━━ Provided text ━━

The next branch of the Indo-European family of speech is the _Hellenic_.
Its history is well known from the time of Homer to the present day. The
only remark which the comparative philologist has to make is that the idea
of making Greek the parent of Latin, is more preposterous than deriving
English from German; the fact being that there are many forms in Latin
more primitive than their corresponding forms in Greek. The idea of
Pelasgians as the common ancestors of Greeks and Romans is another of
those grammatical mythes, but hardly requires at present any serious
refutation.

━━━
━━ Data ━━

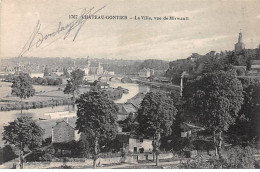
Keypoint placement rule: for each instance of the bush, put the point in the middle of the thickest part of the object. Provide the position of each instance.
(235, 158)
(7, 154)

━━━

* [Given problem]: Proceed with the passage on the Hellenic branch of the Indo-European languages, picking up after its final sentence. The listing plays no part in what comes next.

* [Final answer]:
The fourth branch of our family is the _Celtic_. The Celts seem to have
been the first of the Aryans to arrive in Europe; but the pressure of
subsequent migrations, particularly of Teutonic tribes, has driven them
towards the westernmost parts, and latterly from Ireland across the
Atlantic. At present the only remaining dialects are the Kymric and
Gadhelic. The _Kymric_ comprises the _Welsh_; the _Cornish_, lately
extinct; and the _Armorican_, of Brittany. The _Gadhelic_ comprises the
_Irish_; the _Galic_ of the west coast of Scotland; and the dialect of the
_Isle of Man_. Although these Celtic dialects are still spoken, the Celts
themselves can no longer be considered an independent nation, like the
Germans or Slaves. In former times, however, they not only enjoyed
political autonomy, but asserted it successfully against Germans and
Romans. Gaul, Belgium, and Britain were Celtic dominions, and the north of
Italy was chiefly inhabited by them. In the time of Herodotus we find
Celts in Spain; and Switzerland, the Tyrol, and the country south of the
Danube have once been the seats of Celtic tribes. But after repeated
inroads into the regions of civilization, familiarizing Latin and Greek
writers with the names of their kings, they disappear from the east of
Europe. Brennus is supposed to mean king, the Welsh _brennin_. A Brennus
conquered Rome (390), another Brennus threatened Delphi (280). And about
the same time a Celtic colony settled in Asia, and founded Galatia, where
the language spoken at the time of St. Jerome was still that of the Gauls.
Celtic words may be found in German, Slavonic, and even in Latin, but only
as foreign terms, and their amount is much smaller than commonly supposed.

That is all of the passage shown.